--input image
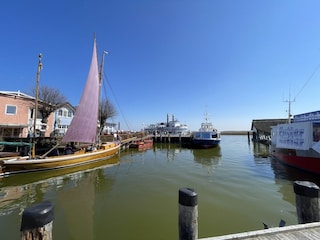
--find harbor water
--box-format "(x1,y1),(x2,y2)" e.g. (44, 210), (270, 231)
(0, 135), (319, 240)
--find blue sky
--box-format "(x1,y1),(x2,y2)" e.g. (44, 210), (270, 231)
(0, 0), (320, 130)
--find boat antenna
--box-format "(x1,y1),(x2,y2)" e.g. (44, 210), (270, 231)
(284, 89), (296, 123)
(32, 53), (42, 158)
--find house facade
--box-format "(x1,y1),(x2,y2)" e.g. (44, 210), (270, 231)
(0, 91), (117, 138)
(0, 91), (53, 138)
(53, 103), (76, 136)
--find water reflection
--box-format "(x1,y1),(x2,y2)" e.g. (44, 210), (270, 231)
(192, 146), (221, 167)
(270, 157), (320, 186)
(153, 143), (188, 161)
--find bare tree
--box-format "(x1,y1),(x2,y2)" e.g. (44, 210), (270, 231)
(99, 99), (117, 133)
(32, 86), (66, 123)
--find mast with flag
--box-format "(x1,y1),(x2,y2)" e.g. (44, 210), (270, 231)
(32, 53), (42, 158)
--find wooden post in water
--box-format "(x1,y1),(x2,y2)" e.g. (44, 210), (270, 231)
(179, 188), (198, 240)
(20, 201), (54, 240)
(293, 181), (320, 224)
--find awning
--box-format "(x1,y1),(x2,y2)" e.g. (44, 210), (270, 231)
(0, 123), (29, 128)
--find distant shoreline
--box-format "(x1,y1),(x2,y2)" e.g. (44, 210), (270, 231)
(221, 130), (251, 135)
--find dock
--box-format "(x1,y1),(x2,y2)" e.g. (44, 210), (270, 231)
(200, 222), (320, 240)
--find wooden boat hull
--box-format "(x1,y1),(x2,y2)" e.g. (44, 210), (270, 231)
(0, 143), (120, 176)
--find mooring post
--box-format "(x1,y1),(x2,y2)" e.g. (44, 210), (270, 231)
(179, 188), (198, 240)
(20, 201), (54, 240)
(293, 181), (320, 224)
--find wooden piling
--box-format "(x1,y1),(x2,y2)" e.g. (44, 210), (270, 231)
(20, 201), (53, 240)
(294, 181), (320, 224)
(179, 188), (198, 240)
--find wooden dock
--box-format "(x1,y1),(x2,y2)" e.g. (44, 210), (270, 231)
(201, 222), (320, 240)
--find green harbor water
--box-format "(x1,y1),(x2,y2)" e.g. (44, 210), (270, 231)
(0, 135), (319, 240)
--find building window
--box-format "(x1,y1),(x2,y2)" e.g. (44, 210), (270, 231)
(6, 105), (17, 115)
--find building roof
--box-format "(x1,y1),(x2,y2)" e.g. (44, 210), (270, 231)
(251, 118), (288, 133)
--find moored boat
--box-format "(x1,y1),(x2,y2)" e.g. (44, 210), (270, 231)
(192, 113), (221, 148)
(270, 111), (320, 174)
(144, 114), (190, 135)
(0, 141), (32, 160)
(130, 139), (153, 150)
(0, 39), (120, 176)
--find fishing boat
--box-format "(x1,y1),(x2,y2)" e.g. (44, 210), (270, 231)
(0, 39), (120, 176)
(0, 141), (32, 160)
(270, 111), (320, 174)
(144, 114), (190, 135)
(129, 138), (153, 150)
(192, 115), (221, 148)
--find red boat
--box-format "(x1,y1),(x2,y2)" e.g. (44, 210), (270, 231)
(270, 111), (320, 174)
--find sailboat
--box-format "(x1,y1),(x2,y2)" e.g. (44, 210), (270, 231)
(192, 114), (221, 148)
(0, 39), (120, 176)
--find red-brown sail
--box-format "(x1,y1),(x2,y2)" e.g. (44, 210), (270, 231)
(62, 40), (100, 143)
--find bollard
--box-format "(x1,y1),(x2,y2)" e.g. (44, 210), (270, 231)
(293, 181), (320, 224)
(20, 201), (53, 240)
(179, 188), (198, 240)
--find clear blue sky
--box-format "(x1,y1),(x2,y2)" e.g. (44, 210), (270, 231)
(0, 0), (320, 130)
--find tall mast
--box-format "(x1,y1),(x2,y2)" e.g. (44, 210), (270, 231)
(97, 51), (108, 144)
(32, 53), (42, 158)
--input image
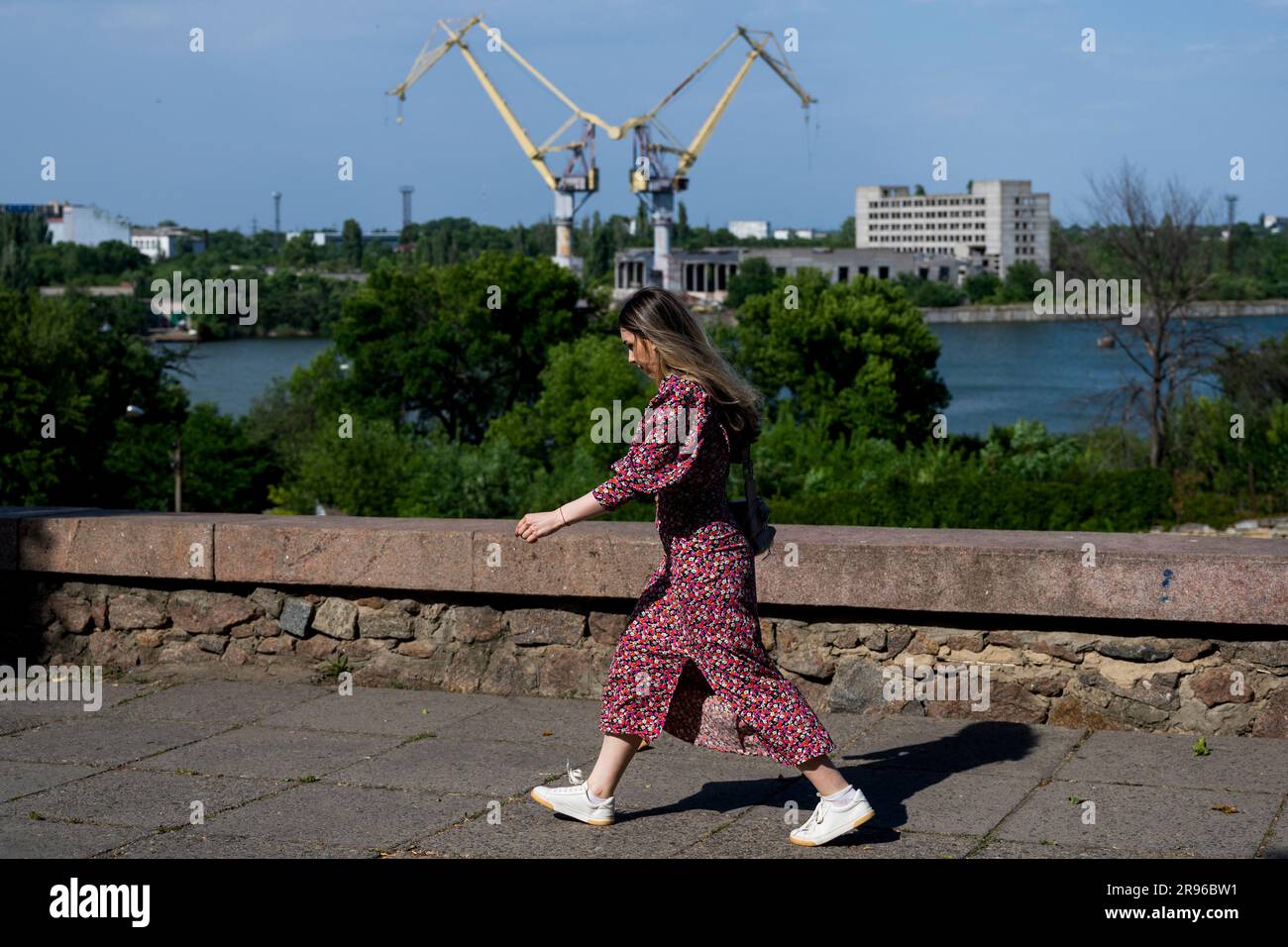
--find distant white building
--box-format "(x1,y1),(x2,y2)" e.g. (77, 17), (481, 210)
(283, 228), (402, 250)
(854, 180), (1051, 277)
(130, 227), (206, 263)
(728, 220), (769, 240)
(774, 227), (823, 240)
(0, 201), (130, 246)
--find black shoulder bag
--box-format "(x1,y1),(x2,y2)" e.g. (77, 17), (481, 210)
(729, 447), (776, 554)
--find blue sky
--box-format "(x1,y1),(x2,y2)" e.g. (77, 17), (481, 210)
(0, 0), (1288, 232)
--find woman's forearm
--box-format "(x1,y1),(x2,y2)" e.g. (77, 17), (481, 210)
(559, 493), (608, 526)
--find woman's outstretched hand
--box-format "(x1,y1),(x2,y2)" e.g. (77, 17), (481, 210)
(514, 510), (564, 543)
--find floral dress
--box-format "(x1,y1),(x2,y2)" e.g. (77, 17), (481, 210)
(591, 373), (836, 766)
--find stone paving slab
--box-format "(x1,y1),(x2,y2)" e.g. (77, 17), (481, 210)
(997, 780), (1283, 858)
(104, 826), (378, 858)
(257, 686), (497, 737)
(0, 815), (143, 858)
(0, 681), (149, 734)
(0, 676), (1288, 858)
(327, 734), (593, 800)
(1056, 730), (1288, 793)
(193, 783), (488, 848)
(833, 716), (1083, 780)
(0, 760), (103, 801)
(0, 714), (227, 767)
(0, 768), (291, 828)
(678, 805), (979, 858)
(132, 724), (402, 780)
(112, 681), (326, 725)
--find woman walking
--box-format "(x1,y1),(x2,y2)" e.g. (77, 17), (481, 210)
(514, 287), (876, 845)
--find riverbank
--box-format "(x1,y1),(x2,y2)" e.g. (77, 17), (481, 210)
(147, 326), (330, 343)
(921, 299), (1288, 325)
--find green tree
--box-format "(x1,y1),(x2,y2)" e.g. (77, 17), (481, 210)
(0, 288), (187, 510)
(334, 252), (587, 443)
(725, 257), (777, 309)
(713, 268), (949, 445)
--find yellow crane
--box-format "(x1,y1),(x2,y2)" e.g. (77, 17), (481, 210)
(387, 16), (818, 290)
(606, 26), (818, 290)
(386, 16), (608, 270)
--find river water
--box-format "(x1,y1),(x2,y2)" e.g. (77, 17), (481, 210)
(162, 314), (1288, 434)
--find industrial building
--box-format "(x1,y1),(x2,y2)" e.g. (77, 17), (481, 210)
(130, 227), (206, 263)
(0, 201), (130, 246)
(613, 246), (970, 303)
(854, 180), (1051, 278)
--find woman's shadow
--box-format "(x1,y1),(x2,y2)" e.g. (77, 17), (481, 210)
(641, 716), (1037, 845)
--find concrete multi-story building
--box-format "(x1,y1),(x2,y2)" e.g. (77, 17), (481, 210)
(728, 220), (769, 240)
(613, 246), (967, 303)
(854, 180), (1051, 278)
(0, 201), (130, 246)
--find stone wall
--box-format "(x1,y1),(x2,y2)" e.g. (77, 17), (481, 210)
(12, 578), (1288, 737)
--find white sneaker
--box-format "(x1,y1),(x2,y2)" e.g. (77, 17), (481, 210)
(789, 789), (877, 845)
(528, 766), (614, 826)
= = = = = = =
Task goal
Copy every entry above word for word, without the pictures.

Response to this exercise
--input image
--find harbor water
--box-format "(x1,y1),(x2,y2)" e.g. (44, 210), (270, 231)
(0, 135), (319, 240)
--find blue sky
--box-format "(x1,y1),(x2,y2)" e.g. (44, 210), (270, 231)
(0, 0), (320, 130)
--find boat antenna
--box-format "(x1,y1),(x2,y2)" e.g. (44, 210), (270, 231)
(284, 89), (296, 123)
(32, 53), (42, 158)
--find house facade
--box-format "(x1,y1),(x2,y2)" e.g. (44, 210), (270, 231)
(0, 91), (117, 138)
(0, 91), (53, 138)
(53, 103), (76, 136)
--find water reflection
--box-format "(x1,y1),(x2,y2)" e.g. (44, 210), (270, 231)
(192, 146), (221, 167)
(270, 157), (320, 186)
(153, 143), (188, 161)
--find bare tree
--box-format "(x1,y1),(x2,y2)" e.g. (44, 210), (270, 231)
(99, 99), (117, 133)
(32, 86), (66, 123)
--find mast with flag
--box-format "(x1,y1),(x2,y2)" e.g. (44, 210), (270, 231)
(32, 53), (42, 158)
--find wooden post in water
--box-format "(x1,y1),(x2,y2)" e.g. (44, 210), (270, 231)
(179, 188), (198, 240)
(20, 201), (54, 240)
(293, 181), (320, 224)
--find awning
--box-format "(x1,y1),(x2,y2)" e.g. (44, 210), (270, 231)
(0, 123), (29, 128)
--find distant shoreline
--box-format "(x1,y1),(x2,y2)" e.g. (44, 210), (270, 231)
(221, 130), (251, 135)
--find dock
--box-format "(x1,y1),(x2,y2)" e.g. (44, 210), (270, 231)
(200, 222), (320, 240)
--find wooden boat hull
--box-format "(x1,y1),(x2,y2)" e.g. (44, 210), (270, 231)
(0, 143), (120, 176)
--find mooring post
--box-format "(x1,y1),(x2,y2)" e.g. (44, 210), (270, 231)
(179, 188), (198, 240)
(20, 201), (54, 240)
(293, 181), (320, 224)
--find wooden piling
--box-format "(x1,y1),(x2,y2)" e.g. (44, 210), (270, 231)
(20, 201), (53, 240)
(294, 181), (320, 224)
(179, 188), (198, 240)
--find wooden dock
--box-format "(x1,y1),(x2,y2)" e.g. (44, 210), (270, 231)
(201, 222), (320, 240)
--find green harbor water
--box-format "(x1,y1),(x2,y2)" e.g. (44, 210), (270, 231)
(0, 135), (319, 240)
--find building window
--box-format "(x1,y1),(x2,y2)" e.g. (44, 210), (270, 231)
(6, 105), (17, 115)
--find building roof
--box-format "(x1,y1),(x2,y2)" e.g. (44, 210), (270, 231)
(251, 118), (288, 133)
--find moored boat
--box-format "(x1,y1),(x2,y2)" e.g. (44, 210), (270, 231)
(192, 113), (221, 148)
(270, 111), (320, 174)
(144, 114), (190, 135)
(0, 141), (32, 160)
(130, 139), (153, 150)
(0, 39), (120, 176)
--find fishing boat
--box-format "(x1,y1),(x2,y2)" e.g. (44, 210), (270, 231)
(0, 39), (120, 176)
(0, 141), (32, 160)
(270, 111), (320, 174)
(144, 114), (190, 135)
(129, 138), (153, 150)
(192, 115), (221, 148)
--find red boat
--box-format "(x1,y1),(x2,y2)" e.g. (44, 210), (270, 231)
(270, 111), (320, 174)
--find sailboat
--box-format "(x1,y1),(x2,y2)" e.g. (44, 210), (270, 231)
(192, 114), (221, 148)
(0, 39), (120, 176)
--find red-brown sail
--box-format "(x1,y1),(x2,y2)" e.g. (44, 210), (270, 231)
(62, 40), (100, 143)
--find bollard
--box-format "(x1,y1),(x2,y2)" e.g. (44, 210), (270, 231)
(293, 181), (320, 224)
(20, 201), (53, 240)
(179, 188), (198, 240)
--find clear blue sky
--box-format "(x1,y1),(x2,y2)" e.g. (44, 210), (270, 231)
(0, 0), (320, 130)
--find tall mast
--box-format "(x1,y1),(x2,y2)" e.g. (44, 210), (270, 231)
(97, 51), (108, 144)
(32, 53), (42, 158)
--input image
--find distant white building
--box-format "(x1,y1),(x2,y2)" e.g. (77, 17), (481, 210)
(283, 228), (402, 250)
(854, 180), (1051, 277)
(130, 227), (206, 263)
(728, 220), (769, 240)
(774, 227), (823, 240)
(0, 201), (130, 246)
--find black shoulder bag
--box-format "(x1,y1),(x2,y2)" e.g. (77, 17), (481, 210)
(729, 447), (776, 554)
--find blue sky
--box-format "(x1,y1),(x2,y2)" e.g. (77, 17), (481, 210)
(0, 0), (1288, 232)
--find woman's forearm
--box-format "(x1,y1),(x2,y2)" e.g. (77, 17), (481, 210)
(559, 493), (608, 526)
--find woman's outstretched hand
--box-format "(x1,y1),(x2,y2)" e.g. (77, 17), (481, 210)
(514, 510), (564, 543)
--find floral dress
--box-format "(x1,y1),(x2,y2)" e.g. (77, 17), (481, 210)
(591, 373), (836, 766)
--find stone paving slab
--box-format "(x1,y1),(x2,y2)" e.g. (77, 17), (481, 210)
(997, 780), (1283, 858)
(104, 826), (378, 858)
(257, 686), (497, 737)
(0, 815), (143, 858)
(0, 681), (149, 734)
(0, 676), (1288, 858)
(327, 734), (593, 800)
(1056, 730), (1288, 793)
(193, 783), (488, 848)
(833, 716), (1083, 780)
(0, 760), (103, 801)
(0, 714), (227, 767)
(0, 768), (291, 828)
(678, 805), (979, 858)
(132, 724), (402, 780)
(112, 681), (326, 725)
--find woman walking
--box-format "(x1,y1),(x2,y2)" e.g. (77, 17), (481, 210)
(514, 287), (876, 845)
--find riverbank
--box-format "(x1,y1),(x2,y2)" e.g. (77, 17), (481, 210)
(147, 326), (330, 343)
(921, 299), (1288, 325)
--find green tree
--box-format "(x1,y1),(x2,y2)" e.g. (77, 17), (481, 210)
(0, 288), (187, 510)
(334, 252), (587, 443)
(725, 257), (777, 309)
(713, 268), (949, 445)
--find yellow crane
--box-format "(x1,y1),(x2,y2)" e.g. (77, 17), (481, 210)
(387, 16), (818, 290)
(606, 26), (818, 290)
(386, 16), (608, 270)
--find river water
--box-format "(x1,y1),(x2,y2)" e.g. (77, 17), (481, 210)
(162, 314), (1288, 434)
--find industrial building
--box-format "(x1,y1),(x2,y2)" e.g. (77, 17), (481, 210)
(130, 227), (206, 263)
(0, 201), (130, 246)
(613, 246), (970, 303)
(854, 180), (1051, 278)
--find woman's shadow
--box-format "(x1,y1),(x2,y2)" e.g. (77, 17), (481, 210)
(641, 716), (1037, 845)
--find concrete multi-story building
--box-format "(x1,y1),(x2,y2)" e.g. (77, 17), (481, 210)
(728, 220), (769, 240)
(613, 246), (967, 303)
(854, 180), (1051, 278)
(0, 201), (130, 246)
--find stone wall
--box-format "(x1,y1),(x2,y2)" e.g. (77, 17), (481, 210)
(12, 578), (1288, 737)
--find white sneaker
--box-format "(x1,y1),(x2,y2)" e.g. (77, 17), (481, 210)
(789, 789), (877, 845)
(528, 766), (614, 826)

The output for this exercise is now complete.